Reproduce the items word for word, taking everything from the line that contains "Find the bare" down to the line that contains "88), (130, 75)]", both of those lines included.

INFORMATION SUPPLIED:
—————

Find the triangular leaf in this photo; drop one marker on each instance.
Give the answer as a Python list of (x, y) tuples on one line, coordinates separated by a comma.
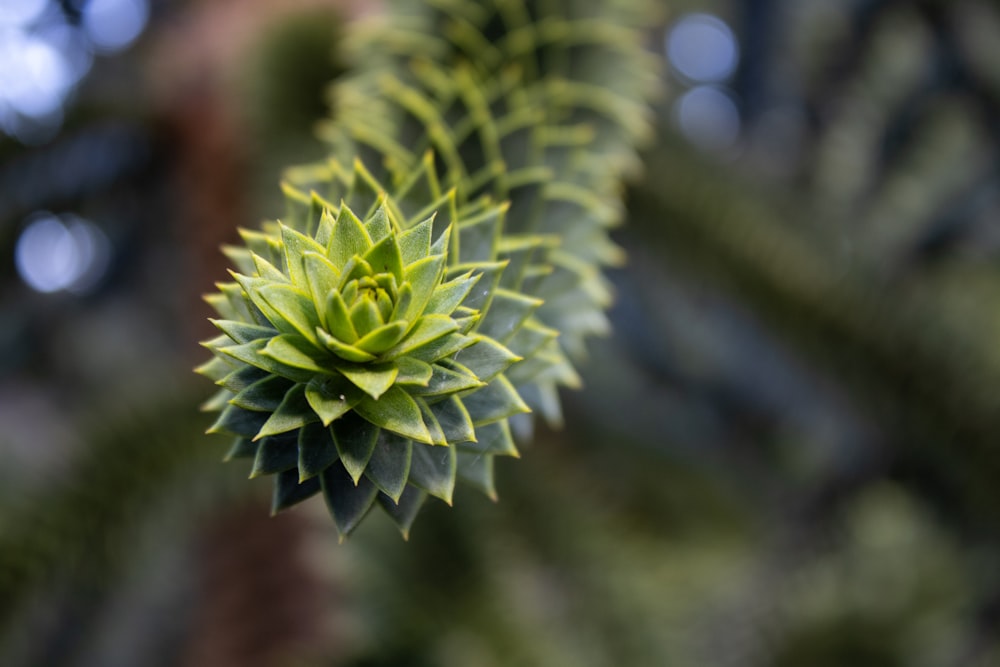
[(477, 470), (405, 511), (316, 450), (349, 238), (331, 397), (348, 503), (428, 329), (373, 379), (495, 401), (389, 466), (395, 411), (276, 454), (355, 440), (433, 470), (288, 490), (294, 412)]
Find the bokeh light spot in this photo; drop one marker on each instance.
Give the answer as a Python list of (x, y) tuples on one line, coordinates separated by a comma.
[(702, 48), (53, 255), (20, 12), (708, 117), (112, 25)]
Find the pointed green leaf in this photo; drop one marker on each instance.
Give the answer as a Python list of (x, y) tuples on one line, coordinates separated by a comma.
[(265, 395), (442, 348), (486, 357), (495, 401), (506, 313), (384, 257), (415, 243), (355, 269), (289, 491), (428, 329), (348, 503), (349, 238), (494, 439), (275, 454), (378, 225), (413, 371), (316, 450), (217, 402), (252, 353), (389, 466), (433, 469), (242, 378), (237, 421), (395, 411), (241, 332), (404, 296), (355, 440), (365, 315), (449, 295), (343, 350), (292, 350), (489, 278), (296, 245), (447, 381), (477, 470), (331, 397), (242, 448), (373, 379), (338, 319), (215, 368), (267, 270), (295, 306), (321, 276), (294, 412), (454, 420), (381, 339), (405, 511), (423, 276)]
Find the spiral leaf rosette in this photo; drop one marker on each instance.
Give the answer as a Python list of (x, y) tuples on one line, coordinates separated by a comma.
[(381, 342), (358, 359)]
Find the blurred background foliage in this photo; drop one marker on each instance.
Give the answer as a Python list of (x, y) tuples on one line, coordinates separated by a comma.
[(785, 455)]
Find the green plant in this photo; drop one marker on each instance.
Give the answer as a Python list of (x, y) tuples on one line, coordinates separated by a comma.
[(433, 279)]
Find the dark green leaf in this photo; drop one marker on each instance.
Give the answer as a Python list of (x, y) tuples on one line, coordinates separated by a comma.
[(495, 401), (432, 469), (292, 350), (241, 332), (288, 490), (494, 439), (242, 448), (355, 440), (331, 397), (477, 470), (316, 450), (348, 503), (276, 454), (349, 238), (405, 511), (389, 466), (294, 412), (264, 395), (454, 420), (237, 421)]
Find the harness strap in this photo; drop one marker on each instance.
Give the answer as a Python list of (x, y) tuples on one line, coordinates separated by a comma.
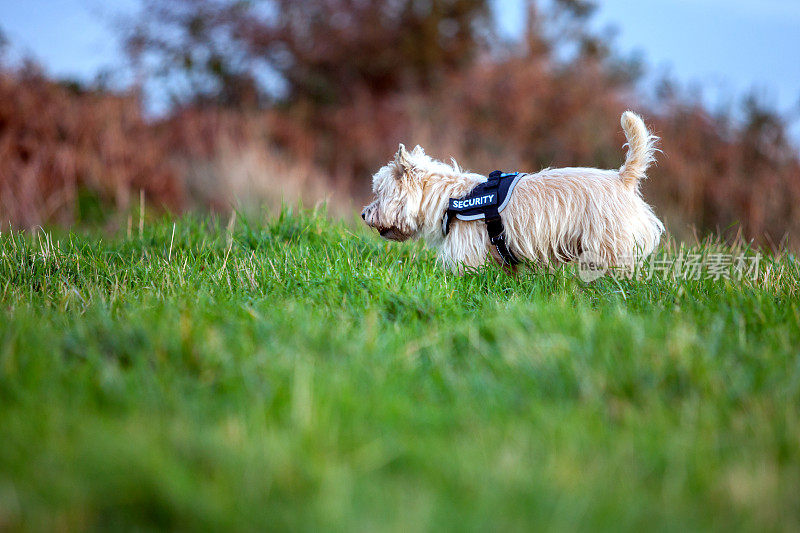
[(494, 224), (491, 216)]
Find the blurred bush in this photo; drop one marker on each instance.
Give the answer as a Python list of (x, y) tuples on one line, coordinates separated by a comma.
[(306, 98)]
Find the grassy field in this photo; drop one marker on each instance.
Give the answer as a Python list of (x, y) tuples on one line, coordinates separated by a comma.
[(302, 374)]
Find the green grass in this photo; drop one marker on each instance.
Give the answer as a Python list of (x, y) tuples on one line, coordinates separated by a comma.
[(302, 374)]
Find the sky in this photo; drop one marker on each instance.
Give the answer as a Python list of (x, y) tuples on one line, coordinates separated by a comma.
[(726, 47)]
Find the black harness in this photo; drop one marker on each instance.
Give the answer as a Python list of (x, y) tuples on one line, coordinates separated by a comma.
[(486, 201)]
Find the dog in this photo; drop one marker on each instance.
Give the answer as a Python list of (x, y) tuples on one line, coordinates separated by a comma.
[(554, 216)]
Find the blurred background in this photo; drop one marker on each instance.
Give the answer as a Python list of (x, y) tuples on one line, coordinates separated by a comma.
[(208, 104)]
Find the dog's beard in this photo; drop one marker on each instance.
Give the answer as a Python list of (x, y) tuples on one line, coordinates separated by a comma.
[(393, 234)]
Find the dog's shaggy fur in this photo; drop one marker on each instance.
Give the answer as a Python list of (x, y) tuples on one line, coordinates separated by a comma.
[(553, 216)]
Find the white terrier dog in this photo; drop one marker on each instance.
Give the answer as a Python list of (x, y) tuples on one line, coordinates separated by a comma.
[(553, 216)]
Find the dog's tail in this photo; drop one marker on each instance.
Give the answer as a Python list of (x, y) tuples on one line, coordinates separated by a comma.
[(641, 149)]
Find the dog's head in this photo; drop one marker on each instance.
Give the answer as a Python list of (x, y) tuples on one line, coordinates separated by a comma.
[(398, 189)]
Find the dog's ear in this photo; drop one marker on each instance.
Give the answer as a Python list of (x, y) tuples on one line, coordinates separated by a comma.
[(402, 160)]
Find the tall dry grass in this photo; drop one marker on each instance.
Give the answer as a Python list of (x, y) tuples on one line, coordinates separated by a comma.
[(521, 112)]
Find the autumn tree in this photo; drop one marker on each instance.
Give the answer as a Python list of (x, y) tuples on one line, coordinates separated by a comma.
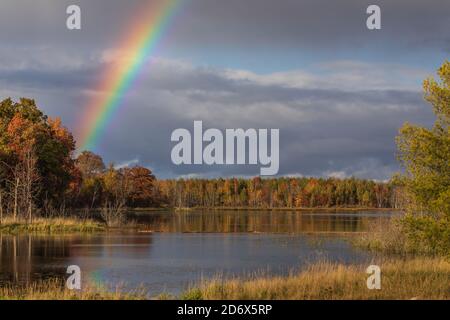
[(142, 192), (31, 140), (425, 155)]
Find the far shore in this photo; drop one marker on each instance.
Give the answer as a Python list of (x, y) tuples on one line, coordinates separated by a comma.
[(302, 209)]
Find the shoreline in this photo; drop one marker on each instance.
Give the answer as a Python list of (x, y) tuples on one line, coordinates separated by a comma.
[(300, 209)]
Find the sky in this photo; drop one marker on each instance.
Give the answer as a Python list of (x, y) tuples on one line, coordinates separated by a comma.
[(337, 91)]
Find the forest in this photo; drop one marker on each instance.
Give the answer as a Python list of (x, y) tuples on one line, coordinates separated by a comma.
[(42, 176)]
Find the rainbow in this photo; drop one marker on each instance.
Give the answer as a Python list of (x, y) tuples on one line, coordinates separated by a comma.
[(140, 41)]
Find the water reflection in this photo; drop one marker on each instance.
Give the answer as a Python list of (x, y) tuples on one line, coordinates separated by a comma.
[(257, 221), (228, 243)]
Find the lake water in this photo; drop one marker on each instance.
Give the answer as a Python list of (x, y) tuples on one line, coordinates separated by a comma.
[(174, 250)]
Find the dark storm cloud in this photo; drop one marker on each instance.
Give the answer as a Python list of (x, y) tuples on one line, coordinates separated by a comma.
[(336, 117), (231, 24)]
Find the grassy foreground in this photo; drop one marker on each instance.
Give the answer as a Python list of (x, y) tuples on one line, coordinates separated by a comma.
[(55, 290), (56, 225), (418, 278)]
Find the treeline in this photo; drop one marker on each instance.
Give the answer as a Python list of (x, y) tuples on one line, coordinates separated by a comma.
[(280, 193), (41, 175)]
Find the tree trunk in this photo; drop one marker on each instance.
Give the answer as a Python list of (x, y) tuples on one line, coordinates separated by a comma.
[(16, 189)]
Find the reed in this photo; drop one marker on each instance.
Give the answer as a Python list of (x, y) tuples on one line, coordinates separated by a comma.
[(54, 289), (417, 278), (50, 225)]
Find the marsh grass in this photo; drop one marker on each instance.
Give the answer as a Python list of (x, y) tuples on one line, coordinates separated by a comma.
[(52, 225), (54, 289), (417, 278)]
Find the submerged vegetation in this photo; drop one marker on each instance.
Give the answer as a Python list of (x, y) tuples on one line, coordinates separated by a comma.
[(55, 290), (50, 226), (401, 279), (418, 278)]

—————

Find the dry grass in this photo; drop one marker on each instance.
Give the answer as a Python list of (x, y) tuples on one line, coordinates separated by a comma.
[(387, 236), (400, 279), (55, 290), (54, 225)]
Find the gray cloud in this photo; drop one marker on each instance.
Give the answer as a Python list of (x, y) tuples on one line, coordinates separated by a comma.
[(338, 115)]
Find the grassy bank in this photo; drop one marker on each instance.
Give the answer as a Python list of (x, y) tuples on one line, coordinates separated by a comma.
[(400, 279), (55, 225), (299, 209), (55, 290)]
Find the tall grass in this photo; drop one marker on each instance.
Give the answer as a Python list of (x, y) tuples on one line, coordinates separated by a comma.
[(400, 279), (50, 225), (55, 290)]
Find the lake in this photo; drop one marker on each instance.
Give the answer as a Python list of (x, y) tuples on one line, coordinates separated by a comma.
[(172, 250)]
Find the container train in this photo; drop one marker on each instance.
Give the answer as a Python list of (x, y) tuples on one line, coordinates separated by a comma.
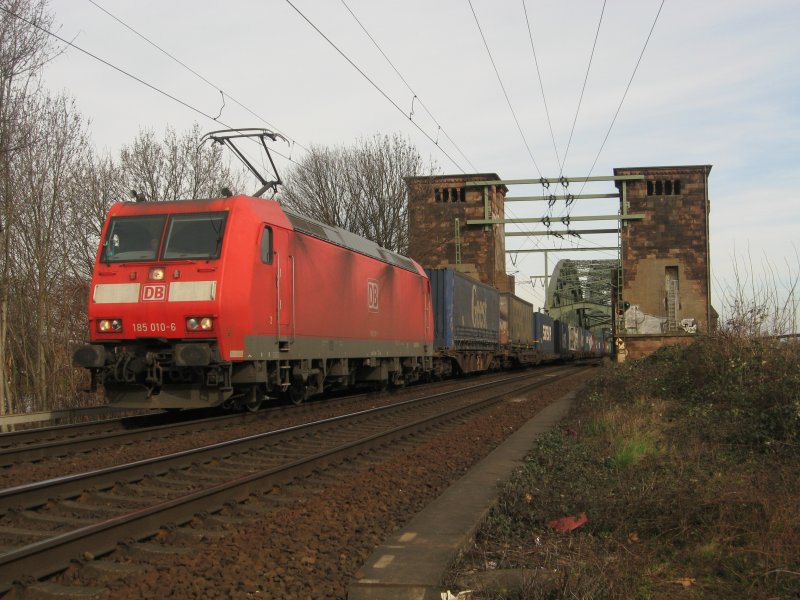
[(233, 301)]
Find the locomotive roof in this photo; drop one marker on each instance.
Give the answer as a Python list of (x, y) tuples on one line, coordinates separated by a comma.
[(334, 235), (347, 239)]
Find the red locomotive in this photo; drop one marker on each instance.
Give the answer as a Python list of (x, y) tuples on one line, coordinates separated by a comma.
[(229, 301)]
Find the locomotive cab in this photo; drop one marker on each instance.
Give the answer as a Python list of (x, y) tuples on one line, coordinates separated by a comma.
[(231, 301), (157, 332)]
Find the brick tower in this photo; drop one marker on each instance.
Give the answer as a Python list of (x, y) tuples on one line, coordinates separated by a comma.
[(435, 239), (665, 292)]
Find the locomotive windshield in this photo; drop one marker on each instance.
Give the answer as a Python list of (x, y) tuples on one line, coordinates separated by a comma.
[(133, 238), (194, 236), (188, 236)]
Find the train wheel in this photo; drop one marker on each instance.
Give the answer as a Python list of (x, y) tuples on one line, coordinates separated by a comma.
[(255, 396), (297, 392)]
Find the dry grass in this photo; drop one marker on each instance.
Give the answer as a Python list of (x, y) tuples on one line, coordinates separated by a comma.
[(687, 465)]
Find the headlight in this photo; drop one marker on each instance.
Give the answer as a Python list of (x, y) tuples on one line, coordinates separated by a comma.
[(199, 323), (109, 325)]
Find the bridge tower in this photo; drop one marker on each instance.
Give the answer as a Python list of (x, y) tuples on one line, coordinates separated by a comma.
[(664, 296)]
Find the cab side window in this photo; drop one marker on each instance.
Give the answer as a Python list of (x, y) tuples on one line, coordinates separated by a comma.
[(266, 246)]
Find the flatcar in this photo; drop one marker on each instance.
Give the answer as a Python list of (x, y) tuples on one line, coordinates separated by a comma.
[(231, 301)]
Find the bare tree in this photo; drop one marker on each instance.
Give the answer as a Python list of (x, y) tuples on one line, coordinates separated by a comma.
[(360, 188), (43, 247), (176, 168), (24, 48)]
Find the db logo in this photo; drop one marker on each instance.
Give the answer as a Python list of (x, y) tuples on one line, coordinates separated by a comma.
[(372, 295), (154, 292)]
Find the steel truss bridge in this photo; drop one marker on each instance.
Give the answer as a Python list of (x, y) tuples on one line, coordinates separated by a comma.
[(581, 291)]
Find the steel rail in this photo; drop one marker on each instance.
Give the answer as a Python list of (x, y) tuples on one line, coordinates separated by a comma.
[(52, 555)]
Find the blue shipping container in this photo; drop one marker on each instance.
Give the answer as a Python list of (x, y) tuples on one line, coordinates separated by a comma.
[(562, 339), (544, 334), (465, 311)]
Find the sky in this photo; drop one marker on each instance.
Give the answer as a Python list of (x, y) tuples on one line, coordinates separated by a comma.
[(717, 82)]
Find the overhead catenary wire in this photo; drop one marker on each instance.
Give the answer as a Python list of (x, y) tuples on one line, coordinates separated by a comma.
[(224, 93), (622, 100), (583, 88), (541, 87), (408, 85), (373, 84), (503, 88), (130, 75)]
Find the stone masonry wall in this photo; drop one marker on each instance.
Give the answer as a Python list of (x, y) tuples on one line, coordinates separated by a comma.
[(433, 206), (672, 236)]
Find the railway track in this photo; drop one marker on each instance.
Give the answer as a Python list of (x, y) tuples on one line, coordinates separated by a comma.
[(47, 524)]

—————

ANSWER BELOW:
Find the bare tree in this photo; drop one marker on each instance.
Give the answer as a Python list of (x, y) tuples on one line, coordinates separated by a comma.
[(360, 188), (43, 247), (176, 168), (24, 48)]
Find the db logo in this photo; drop one marker on each instance.
Give the answer as a Python list of (x, y) tuples on one line, coordinates separated by a comma.
[(372, 295), (154, 292)]
Find the steel truss bridge in this photo; drop one marker on each instance.
Give the answer as a Python list of (x, y) tuples on one line, coordinates separated by a comma.
[(581, 291)]
Find the steel rail in this photo; drop one marker on each instance.
Give the answer as a Python list of (x, y) tuples on one line, coordinates separated by a comma.
[(52, 555)]
Find the blue shipping container in this photo; drop one marker on each instance.
Give the answer as a Python list of (x, y) tuples on one line, coordinates separated by a comma.
[(562, 339), (544, 334), (465, 311)]
Find the sky in this photo; drop one marker on each instance.
Give the answer as a Python list of (x, y) tuples on one line, coordinates separated by a comma.
[(717, 82)]
Find the overhead catenary wire in this photo; drop one marker on each instance.
Give the answer as a Python list of (x, y) tuples on one line, coordinates separated by a comma.
[(224, 93), (622, 100), (583, 88), (541, 87), (408, 85), (373, 84), (503, 88), (130, 75)]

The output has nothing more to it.